(Records from a dataset)

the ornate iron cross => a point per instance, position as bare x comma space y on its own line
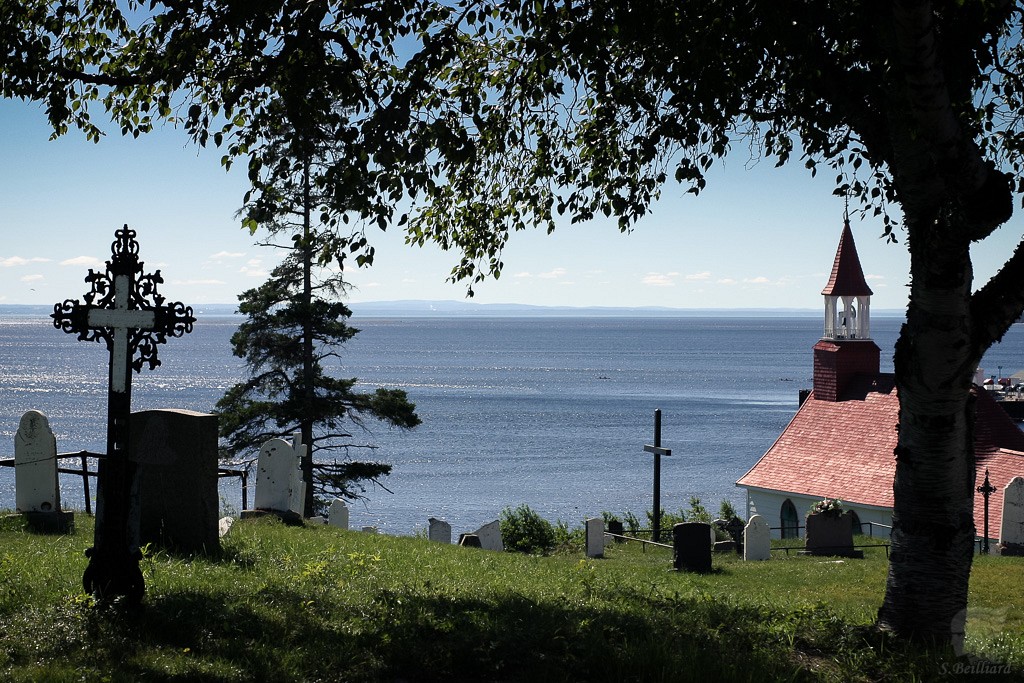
124, 310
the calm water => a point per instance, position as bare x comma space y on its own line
549, 412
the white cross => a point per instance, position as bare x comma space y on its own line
120, 319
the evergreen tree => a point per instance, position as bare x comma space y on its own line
296, 319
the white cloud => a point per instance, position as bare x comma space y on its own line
222, 256
11, 261
552, 274
254, 268
199, 282
658, 280
89, 261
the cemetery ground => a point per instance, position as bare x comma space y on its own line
317, 603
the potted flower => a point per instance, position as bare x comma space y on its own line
827, 506
829, 528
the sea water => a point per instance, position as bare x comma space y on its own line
553, 413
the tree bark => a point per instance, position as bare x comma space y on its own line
939, 175
933, 515
308, 377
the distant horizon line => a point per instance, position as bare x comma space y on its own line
453, 307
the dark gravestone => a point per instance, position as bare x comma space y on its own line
828, 534
470, 541
691, 547
175, 453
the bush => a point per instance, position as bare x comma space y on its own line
525, 531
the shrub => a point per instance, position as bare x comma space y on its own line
727, 512
524, 530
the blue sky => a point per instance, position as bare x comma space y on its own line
758, 238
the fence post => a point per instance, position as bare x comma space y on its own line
85, 482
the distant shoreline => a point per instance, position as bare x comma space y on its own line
414, 308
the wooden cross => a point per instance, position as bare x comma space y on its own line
125, 311
657, 452
986, 489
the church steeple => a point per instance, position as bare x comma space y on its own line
846, 349
848, 298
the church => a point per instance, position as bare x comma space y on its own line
840, 442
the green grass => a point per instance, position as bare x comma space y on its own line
318, 604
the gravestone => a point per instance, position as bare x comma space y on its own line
1012, 526
595, 537
734, 527
175, 484
757, 539
491, 537
37, 491
691, 547
470, 541
280, 487
36, 465
828, 534
439, 530
337, 515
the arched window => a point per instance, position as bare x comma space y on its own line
791, 520
856, 522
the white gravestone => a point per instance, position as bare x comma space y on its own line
337, 515
36, 465
595, 537
439, 530
279, 477
491, 537
757, 539
1012, 527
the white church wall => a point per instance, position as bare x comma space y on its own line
768, 504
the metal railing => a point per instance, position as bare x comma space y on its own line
85, 473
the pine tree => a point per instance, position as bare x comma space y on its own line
296, 321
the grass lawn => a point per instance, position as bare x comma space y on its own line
320, 604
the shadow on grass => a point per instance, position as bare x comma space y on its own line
283, 634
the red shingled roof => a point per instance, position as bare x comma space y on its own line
844, 450
847, 275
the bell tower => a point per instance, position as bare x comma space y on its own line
846, 348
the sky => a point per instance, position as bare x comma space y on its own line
757, 238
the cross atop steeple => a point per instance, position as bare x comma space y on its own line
847, 286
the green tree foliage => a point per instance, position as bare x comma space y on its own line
296, 321
498, 117
524, 530
275, 400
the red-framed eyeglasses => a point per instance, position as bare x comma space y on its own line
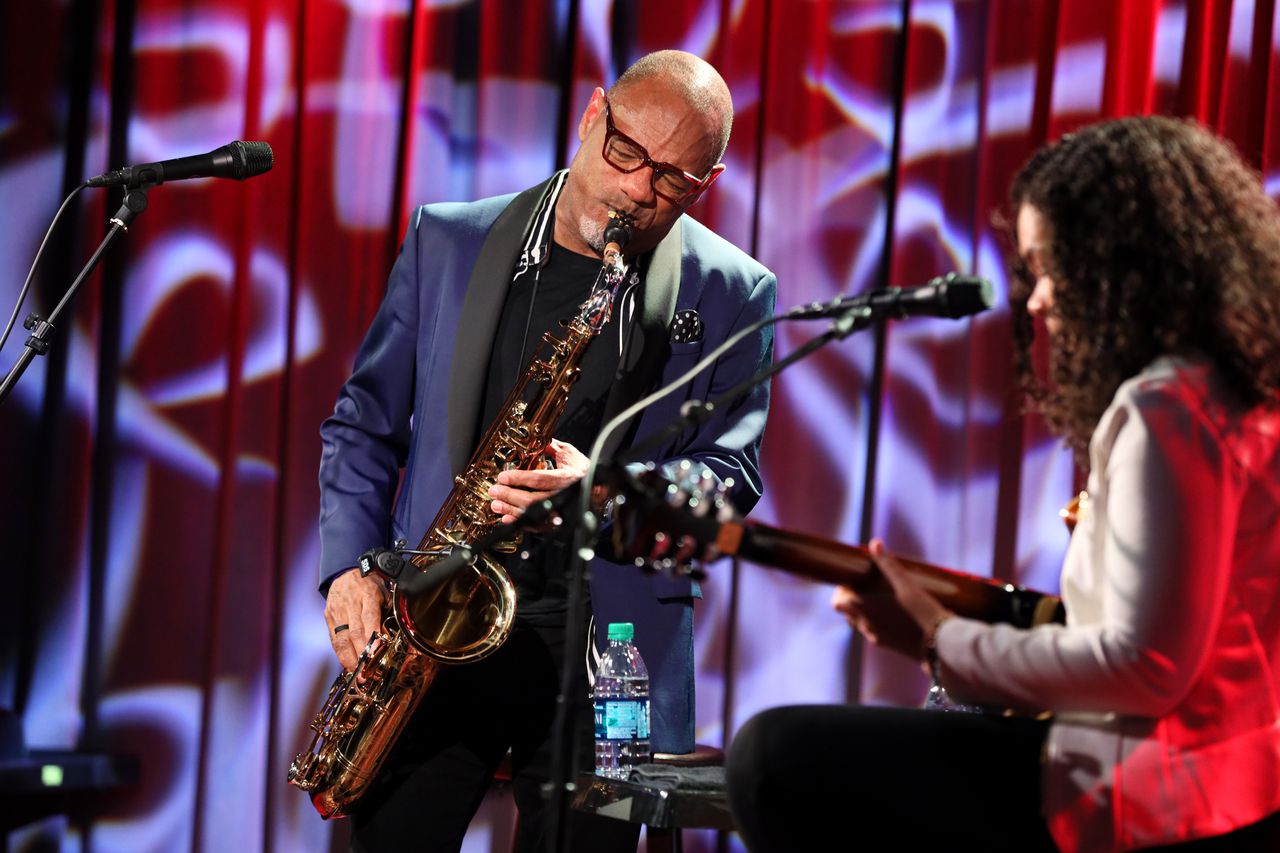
626, 155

REQUIRED TASK: Output the rows verbatim, starting at the line that contains "the bell tower" and ending at the final line of the rows, with both ends included. Leave the pictures out of your answer.

THE OUTPUT:
the bell tower => a point per instance, position as bare x comma space y on its own line
846, 348
the sky => a point per instance, position as bare x comma space y on its own line
757, 238
the cross atop steeple => a point per instance, position as bare x comma space y on its own line
847, 286
the green tree foliage => a point per instance, position as bare x comma space y on its own line
296, 321
498, 117
524, 530
275, 400
the red-framed eyeglasses => a point per instance, position as bare x comma space y on its own line
626, 155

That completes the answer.